Recopiez intégralement les lignes des entrées, de celle qui contient « Exercise. Spot the hotel » jusqu'à la fin des entrées, les deux bornes incluses. Décalez de 70 chaque coordonnée figurant dans les réponses.

> **DONNÉES DE L'EXERCICE**:
- - -
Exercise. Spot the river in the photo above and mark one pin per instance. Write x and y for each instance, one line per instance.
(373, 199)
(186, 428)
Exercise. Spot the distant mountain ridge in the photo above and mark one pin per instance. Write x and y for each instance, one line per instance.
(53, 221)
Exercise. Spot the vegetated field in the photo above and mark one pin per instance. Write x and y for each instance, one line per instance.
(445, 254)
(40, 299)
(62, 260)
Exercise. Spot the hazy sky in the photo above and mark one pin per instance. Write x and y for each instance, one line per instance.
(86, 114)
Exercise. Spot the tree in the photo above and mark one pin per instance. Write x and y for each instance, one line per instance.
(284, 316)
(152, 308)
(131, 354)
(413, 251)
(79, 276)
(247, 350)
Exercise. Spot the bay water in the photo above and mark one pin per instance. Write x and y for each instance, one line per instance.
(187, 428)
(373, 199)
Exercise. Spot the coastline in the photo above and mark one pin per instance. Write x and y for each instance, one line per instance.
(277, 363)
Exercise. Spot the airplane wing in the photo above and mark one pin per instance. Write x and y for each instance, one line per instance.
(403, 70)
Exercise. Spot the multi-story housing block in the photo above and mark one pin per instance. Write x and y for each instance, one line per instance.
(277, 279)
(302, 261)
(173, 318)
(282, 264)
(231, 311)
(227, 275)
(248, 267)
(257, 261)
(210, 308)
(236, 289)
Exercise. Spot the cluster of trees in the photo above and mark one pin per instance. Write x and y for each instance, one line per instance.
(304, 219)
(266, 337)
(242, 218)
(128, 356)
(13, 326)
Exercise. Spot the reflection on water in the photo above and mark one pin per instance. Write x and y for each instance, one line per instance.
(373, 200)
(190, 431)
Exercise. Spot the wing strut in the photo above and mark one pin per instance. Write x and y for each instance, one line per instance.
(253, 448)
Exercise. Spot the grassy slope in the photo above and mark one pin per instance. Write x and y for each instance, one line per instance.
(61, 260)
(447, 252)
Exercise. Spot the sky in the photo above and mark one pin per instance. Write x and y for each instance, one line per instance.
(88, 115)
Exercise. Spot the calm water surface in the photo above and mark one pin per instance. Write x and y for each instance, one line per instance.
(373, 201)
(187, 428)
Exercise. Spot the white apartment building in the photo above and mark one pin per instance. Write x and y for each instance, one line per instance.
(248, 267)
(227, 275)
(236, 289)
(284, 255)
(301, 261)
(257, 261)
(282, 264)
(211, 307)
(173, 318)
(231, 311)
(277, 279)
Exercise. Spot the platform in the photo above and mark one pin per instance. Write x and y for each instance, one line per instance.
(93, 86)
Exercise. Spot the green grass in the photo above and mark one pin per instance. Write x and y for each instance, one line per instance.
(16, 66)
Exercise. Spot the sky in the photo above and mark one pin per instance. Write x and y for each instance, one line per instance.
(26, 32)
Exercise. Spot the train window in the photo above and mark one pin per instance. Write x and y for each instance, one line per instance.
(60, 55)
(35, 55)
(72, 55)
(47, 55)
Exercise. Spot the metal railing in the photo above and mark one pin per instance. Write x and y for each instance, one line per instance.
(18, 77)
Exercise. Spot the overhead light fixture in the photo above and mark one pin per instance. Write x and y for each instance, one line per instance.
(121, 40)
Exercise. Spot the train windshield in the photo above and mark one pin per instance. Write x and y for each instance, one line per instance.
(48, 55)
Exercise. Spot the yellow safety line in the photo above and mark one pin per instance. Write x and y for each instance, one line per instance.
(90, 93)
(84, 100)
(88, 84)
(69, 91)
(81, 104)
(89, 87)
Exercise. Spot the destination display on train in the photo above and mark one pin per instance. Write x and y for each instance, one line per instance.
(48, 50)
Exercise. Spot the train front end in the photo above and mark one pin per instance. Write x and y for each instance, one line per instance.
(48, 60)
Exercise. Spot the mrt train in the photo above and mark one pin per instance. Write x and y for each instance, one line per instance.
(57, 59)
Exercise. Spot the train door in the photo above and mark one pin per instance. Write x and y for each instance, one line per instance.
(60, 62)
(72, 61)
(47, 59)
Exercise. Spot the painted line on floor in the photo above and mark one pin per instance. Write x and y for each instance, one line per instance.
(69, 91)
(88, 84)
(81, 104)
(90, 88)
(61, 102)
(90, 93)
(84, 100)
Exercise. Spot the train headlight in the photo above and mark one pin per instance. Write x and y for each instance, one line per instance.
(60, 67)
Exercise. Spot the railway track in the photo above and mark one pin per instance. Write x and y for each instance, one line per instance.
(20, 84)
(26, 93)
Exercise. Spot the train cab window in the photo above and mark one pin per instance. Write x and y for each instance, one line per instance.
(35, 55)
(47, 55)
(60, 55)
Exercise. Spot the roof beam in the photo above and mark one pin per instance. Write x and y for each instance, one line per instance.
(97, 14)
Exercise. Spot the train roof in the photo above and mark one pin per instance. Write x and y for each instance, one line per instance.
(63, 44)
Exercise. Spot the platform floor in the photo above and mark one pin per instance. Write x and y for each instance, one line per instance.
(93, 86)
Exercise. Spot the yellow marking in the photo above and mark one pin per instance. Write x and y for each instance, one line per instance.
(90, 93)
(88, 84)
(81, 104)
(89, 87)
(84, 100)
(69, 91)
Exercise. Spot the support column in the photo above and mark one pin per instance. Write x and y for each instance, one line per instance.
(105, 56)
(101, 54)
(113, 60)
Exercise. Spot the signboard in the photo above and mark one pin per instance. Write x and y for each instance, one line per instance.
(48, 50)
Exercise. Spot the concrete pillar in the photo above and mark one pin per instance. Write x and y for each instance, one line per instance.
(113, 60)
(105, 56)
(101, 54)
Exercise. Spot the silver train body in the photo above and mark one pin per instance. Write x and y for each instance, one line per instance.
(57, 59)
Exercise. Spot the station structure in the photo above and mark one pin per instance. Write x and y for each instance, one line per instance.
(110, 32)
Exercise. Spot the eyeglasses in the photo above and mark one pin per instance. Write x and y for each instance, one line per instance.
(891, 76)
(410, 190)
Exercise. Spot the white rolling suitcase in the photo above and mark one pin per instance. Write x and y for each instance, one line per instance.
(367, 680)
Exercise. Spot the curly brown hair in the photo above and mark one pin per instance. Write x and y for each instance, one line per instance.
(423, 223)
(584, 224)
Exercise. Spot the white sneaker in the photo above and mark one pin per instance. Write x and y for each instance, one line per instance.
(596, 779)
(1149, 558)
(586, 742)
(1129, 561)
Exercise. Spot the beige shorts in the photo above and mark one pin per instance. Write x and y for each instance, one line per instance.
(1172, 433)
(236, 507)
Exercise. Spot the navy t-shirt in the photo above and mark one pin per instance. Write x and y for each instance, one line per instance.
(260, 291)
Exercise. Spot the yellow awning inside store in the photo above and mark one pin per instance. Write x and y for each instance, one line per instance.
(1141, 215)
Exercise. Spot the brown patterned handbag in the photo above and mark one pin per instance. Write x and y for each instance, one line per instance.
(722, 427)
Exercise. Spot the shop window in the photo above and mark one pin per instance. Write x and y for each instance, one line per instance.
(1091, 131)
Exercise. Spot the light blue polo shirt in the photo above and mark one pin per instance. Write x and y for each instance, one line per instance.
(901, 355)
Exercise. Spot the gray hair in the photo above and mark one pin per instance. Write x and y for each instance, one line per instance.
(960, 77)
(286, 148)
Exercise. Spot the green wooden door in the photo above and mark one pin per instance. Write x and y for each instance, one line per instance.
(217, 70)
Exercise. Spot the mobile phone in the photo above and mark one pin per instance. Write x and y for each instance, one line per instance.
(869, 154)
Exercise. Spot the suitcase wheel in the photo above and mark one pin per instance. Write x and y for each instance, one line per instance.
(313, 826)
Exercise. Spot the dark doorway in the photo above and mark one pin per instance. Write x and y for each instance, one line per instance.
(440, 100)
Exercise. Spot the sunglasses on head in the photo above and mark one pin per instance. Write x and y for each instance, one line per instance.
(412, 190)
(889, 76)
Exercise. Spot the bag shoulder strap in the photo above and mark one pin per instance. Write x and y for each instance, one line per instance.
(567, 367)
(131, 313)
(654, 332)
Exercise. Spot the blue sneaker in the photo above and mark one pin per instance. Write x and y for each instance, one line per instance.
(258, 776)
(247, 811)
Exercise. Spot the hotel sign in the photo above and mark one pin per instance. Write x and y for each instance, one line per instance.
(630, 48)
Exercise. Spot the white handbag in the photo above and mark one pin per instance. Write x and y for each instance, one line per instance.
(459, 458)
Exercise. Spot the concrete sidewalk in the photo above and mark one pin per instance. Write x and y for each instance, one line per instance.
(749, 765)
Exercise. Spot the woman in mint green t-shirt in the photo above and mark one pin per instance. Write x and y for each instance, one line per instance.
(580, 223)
- - -
> **TÂCHE ACCOMPLIE**:
Exercise. Spot the hotel sign in the photo above and mark one pin per instance. Write x and y for each instance, one line per instance.
(700, 118)
Exercise. Spot the white handbag in the photo above and mark one pin per instance. Write x and y for each instance, one line per instance.
(529, 528)
Exercise. Spot the concrete sidewalk in the photo above and mark one pin per instance. Write x and y for each instance, one line per instance.
(819, 835)
Exercise. Spot the woman in mint green t-shirt in the photo above and mark one pin per instance. Write x and y for each instance, one line per instance.
(650, 293)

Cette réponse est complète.